• [Work request] Restate all the data word for word and omit the pictures.

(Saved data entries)
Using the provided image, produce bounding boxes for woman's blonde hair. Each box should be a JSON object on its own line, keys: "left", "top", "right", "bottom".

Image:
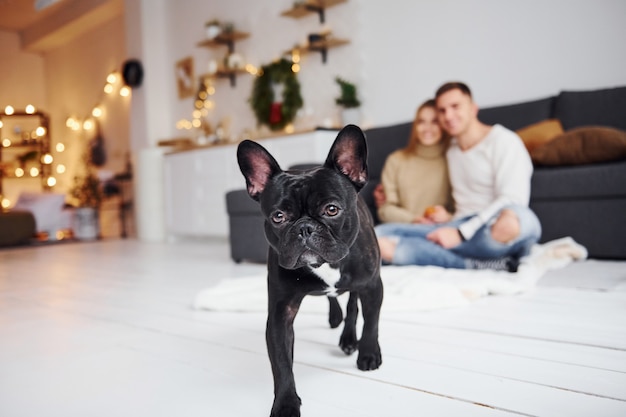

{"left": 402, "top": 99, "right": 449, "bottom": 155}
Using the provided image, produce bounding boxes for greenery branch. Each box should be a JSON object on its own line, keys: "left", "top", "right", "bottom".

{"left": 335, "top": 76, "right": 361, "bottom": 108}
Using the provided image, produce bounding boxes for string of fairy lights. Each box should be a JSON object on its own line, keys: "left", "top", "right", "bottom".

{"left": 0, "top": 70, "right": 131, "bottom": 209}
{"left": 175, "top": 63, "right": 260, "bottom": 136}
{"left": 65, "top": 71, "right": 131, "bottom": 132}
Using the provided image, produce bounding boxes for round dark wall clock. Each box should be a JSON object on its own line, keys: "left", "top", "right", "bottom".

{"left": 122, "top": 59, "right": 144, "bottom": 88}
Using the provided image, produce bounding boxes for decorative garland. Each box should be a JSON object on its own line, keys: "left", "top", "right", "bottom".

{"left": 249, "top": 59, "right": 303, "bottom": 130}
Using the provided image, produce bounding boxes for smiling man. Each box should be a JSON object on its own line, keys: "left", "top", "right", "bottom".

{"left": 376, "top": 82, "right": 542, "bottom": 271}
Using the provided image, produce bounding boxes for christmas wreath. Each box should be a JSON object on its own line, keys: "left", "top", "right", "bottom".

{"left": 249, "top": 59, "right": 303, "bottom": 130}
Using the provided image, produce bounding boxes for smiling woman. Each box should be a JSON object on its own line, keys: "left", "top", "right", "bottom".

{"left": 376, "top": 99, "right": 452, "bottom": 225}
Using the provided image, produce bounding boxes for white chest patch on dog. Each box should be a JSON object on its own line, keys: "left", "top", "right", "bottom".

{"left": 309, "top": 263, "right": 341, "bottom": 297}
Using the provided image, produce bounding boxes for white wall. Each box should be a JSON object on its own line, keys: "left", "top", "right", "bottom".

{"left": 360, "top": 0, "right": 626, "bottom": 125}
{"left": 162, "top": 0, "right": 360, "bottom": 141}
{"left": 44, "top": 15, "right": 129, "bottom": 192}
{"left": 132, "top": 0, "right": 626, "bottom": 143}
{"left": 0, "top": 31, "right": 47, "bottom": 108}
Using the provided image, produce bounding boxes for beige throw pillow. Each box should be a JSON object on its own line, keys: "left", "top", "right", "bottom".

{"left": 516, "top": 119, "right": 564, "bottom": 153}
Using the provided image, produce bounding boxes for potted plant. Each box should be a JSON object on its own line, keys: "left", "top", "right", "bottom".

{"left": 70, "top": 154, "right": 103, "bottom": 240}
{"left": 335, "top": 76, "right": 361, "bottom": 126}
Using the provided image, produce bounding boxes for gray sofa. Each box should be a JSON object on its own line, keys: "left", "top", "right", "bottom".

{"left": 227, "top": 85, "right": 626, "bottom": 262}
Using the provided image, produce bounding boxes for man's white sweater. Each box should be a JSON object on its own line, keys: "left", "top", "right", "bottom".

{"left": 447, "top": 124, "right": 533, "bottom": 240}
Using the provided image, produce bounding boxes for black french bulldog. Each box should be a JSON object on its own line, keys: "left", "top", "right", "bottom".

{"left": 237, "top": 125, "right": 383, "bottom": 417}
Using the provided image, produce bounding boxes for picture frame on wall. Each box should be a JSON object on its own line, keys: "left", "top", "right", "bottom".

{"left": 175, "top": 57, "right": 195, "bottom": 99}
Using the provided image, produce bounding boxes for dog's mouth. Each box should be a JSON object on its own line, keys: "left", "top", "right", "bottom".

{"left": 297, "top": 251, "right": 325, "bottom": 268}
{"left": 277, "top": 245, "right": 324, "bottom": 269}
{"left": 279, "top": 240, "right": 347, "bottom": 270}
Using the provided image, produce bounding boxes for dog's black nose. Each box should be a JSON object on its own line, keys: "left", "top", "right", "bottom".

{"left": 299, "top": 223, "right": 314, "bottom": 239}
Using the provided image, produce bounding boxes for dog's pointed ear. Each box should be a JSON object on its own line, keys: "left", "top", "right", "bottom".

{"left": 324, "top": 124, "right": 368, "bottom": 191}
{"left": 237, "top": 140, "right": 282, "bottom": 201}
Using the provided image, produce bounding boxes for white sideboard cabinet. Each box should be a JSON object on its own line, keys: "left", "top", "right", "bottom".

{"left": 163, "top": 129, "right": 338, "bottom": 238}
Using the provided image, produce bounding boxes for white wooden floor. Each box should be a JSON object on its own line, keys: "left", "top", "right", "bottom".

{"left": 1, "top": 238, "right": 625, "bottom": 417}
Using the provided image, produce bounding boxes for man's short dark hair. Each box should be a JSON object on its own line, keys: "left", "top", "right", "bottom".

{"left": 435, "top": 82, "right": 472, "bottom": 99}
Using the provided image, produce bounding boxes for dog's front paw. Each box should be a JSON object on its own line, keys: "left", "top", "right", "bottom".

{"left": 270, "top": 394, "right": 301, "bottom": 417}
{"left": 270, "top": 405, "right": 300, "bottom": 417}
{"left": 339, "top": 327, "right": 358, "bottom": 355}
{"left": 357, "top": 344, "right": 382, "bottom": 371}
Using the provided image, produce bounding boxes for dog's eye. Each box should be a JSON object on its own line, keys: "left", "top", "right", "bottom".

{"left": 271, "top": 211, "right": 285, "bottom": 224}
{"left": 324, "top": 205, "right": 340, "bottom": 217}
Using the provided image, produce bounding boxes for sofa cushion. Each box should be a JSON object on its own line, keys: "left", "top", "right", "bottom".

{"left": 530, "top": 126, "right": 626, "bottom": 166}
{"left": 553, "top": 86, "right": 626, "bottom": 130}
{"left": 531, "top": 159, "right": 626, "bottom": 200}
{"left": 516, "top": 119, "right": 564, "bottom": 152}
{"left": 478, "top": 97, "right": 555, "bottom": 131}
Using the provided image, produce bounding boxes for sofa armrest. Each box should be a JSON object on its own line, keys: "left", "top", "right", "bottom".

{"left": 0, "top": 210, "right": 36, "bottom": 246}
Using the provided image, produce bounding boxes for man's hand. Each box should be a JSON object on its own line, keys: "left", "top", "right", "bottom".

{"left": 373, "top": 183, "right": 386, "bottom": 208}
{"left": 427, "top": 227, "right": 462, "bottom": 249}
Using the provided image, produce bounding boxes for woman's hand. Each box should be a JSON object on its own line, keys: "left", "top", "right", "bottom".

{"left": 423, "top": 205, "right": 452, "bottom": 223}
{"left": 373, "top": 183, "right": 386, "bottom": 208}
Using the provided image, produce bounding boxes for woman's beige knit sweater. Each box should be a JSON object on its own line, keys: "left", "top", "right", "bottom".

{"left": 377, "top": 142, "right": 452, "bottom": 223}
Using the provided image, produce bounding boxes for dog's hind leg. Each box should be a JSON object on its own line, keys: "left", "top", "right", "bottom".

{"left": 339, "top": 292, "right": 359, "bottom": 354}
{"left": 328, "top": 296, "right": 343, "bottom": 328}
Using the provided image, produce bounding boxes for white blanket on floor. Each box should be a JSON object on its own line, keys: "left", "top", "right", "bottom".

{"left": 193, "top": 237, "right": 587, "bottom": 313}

• [Solution to the exercise]
Using the provided image, produce bounding boxes for woman's blonde hair. Each box should be a JSON object on its own line, keys: "left", "top", "right", "bottom".

Image:

{"left": 402, "top": 99, "right": 449, "bottom": 155}
Using the provided image, produce bounding boxes for greenery branch. Each box should be a JSON object on its own line, keys: "left", "top", "right", "bottom".

{"left": 335, "top": 76, "right": 361, "bottom": 108}
Using the provided image, produce bounding boxes for string of fairy lights. Each box should be a JSON object on its own line, keys: "left", "top", "right", "bottom".

{"left": 0, "top": 70, "right": 131, "bottom": 209}
{"left": 175, "top": 63, "right": 260, "bottom": 136}
{"left": 65, "top": 71, "right": 131, "bottom": 132}
Using the provided image, produce bounding boxes for round dark wall clock. Each box should be a JSON object on its own line, keys: "left", "top", "right", "bottom".

{"left": 122, "top": 59, "right": 144, "bottom": 88}
Using the provided image, produce bounding boxes for decorative garland. Each box should be a JSON object on its own line, keys: "left", "top", "right", "bottom".

{"left": 249, "top": 59, "right": 303, "bottom": 130}
Using the provided image, produce bounding boxes for smiling man. Each box should be a JSON object on its own line, keys: "left", "top", "right", "bottom".

{"left": 376, "top": 82, "right": 542, "bottom": 271}
Using the provided image, produce bounding boxes for christmas wreath. Each box should be a JSON object on its own line, keys: "left", "top", "right", "bottom".

{"left": 249, "top": 59, "right": 303, "bottom": 130}
Using the provided image, produce bounding boxes for smiling woman. Each box should be a JSON object on its own line, keys: "left", "top", "right", "bottom".

{"left": 376, "top": 99, "right": 452, "bottom": 225}
Using the provided image, produce bounding boxes for white chest patch on dog. Each box should be a JSON object on its own line, keys: "left", "top", "right", "bottom".

{"left": 309, "top": 263, "right": 341, "bottom": 297}
Using the provided image, produce bounding boxes for white wall. Each box should be a JSON object on its own line, keys: "left", "top", "right", "bottom".

{"left": 360, "top": 0, "right": 626, "bottom": 125}
{"left": 162, "top": 0, "right": 360, "bottom": 141}
{"left": 44, "top": 15, "right": 129, "bottom": 192}
{"left": 132, "top": 0, "right": 626, "bottom": 143}
{"left": 0, "top": 31, "right": 47, "bottom": 108}
Using the provided image, produce bounding boxes for beige throw pillow. Each box should be a JSON object on its own line, keys: "left", "top", "right", "bottom".

{"left": 516, "top": 119, "right": 564, "bottom": 153}
Using the provided image, produce bounding boxes for potted plant. Each box should be a JSON object on its own line, keys: "left", "top", "right", "bottom".

{"left": 70, "top": 154, "right": 103, "bottom": 240}
{"left": 335, "top": 76, "right": 361, "bottom": 126}
Using the provided image, produce bounding boxes for gray sofa. Each box should be a JSON object on its own line, keys: "left", "top", "right", "bottom".

{"left": 227, "top": 85, "right": 626, "bottom": 262}
Using the provided image, produce bounding boxes for man's white sweater. Each box should be a JSON object on its own line, keys: "left", "top", "right", "bottom".

{"left": 447, "top": 124, "right": 533, "bottom": 240}
Using the provided image, produce bounding boxes for black french bulldog. Each box should be a JSON object on its own line, keys: "left", "top", "right", "bottom".

{"left": 237, "top": 125, "right": 383, "bottom": 417}
Using the provided image, produce bounding boxes for picture frame on wall. Each box should be a JSON object on its own line, keys: "left", "top", "right", "bottom".

{"left": 175, "top": 57, "right": 195, "bottom": 99}
Using the provided image, produce bounding boxes for dog's mouth. Each box should be a JSON object on its own line, keys: "left", "top", "right", "bottom".

{"left": 297, "top": 251, "right": 325, "bottom": 268}
{"left": 277, "top": 245, "right": 324, "bottom": 269}
{"left": 279, "top": 240, "right": 347, "bottom": 270}
Using the provided image, produce bounding boxes for dog's black nose. Each box should be a JSON object on its own line, keys: "left", "top", "right", "bottom".

{"left": 299, "top": 223, "right": 314, "bottom": 239}
Using the provided image, produce bounding boxes for dog's pointed ear. Each box should be a JSON object on its own line, keys: "left", "top", "right", "bottom".

{"left": 324, "top": 124, "right": 368, "bottom": 191}
{"left": 237, "top": 140, "right": 282, "bottom": 201}
Using the provided image, produce bounding boxes for white sideboard cabinet. Each box should be a JSON object on its own line, keys: "left", "top", "right", "bottom".

{"left": 163, "top": 129, "right": 338, "bottom": 238}
Using the provided image, produce bounding boxes for white wooden floor. Each box should be a JSON object on its own line, keys: "left", "top", "right", "bottom".

{"left": 1, "top": 238, "right": 625, "bottom": 417}
Using the provided image, produce bounding boxes for man's short dark hair. Each box should be a JSON object on its own line, keys: "left", "top", "right", "bottom".

{"left": 435, "top": 82, "right": 472, "bottom": 99}
Using the provided image, produce bounding boxes for dog's front paw. Each box should be a JSON object on its own line, keys: "left", "top", "right", "bottom".

{"left": 270, "top": 394, "right": 301, "bottom": 417}
{"left": 270, "top": 405, "right": 300, "bottom": 417}
{"left": 339, "top": 327, "right": 358, "bottom": 355}
{"left": 357, "top": 344, "right": 382, "bottom": 371}
Using the provided image, produce bounding boxes for dog's eye. Each box should be a JSON object on its own line, keys: "left", "top", "right", "bottom".

{"left": 271, "top": 211, "right": 285, "bottom": 224}
{"left": 324, "top": 205, "right": 340, "bottom": 217}
Using the provided image, produce bounding boxes for sofa cushion. Each box should be a JSON object on its own line, keys: "left", "top", "right", "bottom".

{"left": 530, "top": 126, "right": 626, "bottom": 166}
{"left": 553, "top": 86, "right": 626, "bottom": 130}
{"left": 531, "top": 159, "right": 626, "bottom": 200}
{"left": 516, "top": 119, "right": 564, "bottom": 152}
{"left": 478, "top": 97, "right": 555, "bottom": 131}
Using the provided image, produce bounding boxes for sofa armrest. Each box should be a JSON object on its own line, keys: "left", "top", "right", "bottom".

{"left": 0, "top": 210, "right": 36, "bottom": 246}
Using the provided image, produce bounding boxes for man's hand. Each box should be a JSON object on its own line, keys: "left", "top", "right", "bottom".

{"left": 373, "top": 183, "right": 386, "bottom": 208}
{"left": 427, "top": 227, "right": 462, "bottom": 249}
Using the provided image, produce bounding boxes for woman's hand. Each box should be a JSON object on its own line, keys: "left", "top", "right", "bottom".

{"left": 423, "top": 205, "right": 452, "bottom": 223}
{"left": 373, "top": 183, "right": 386, "bottom": 208}
Using the provided image, produce bounding boxes for woman's beige knit sweater. Each box should be a JSON object on its own line, keys: "left", "top", "right", "bottom".

{"left": 377, "top": 142, "right": 452, "bottom": 223}
Using the provided image, produce bounding boxes for dog's hind leg. Each box should be a JSON object on its own line, keys: "left", "top", "right", "bottom".

{"left": 339, "top": 292, "right": 359, "bottom": 354}
{"left": 328, "top": 296, "right": 343, "bottom": 328}
Using the provided image, produce bounding boxes for white blanket on floor. Each box should be a JSON object on its own line, keys: "left", "top", "right", "bottom".

{"left": 193, "top": 237, "right": 587, "bottom": 313}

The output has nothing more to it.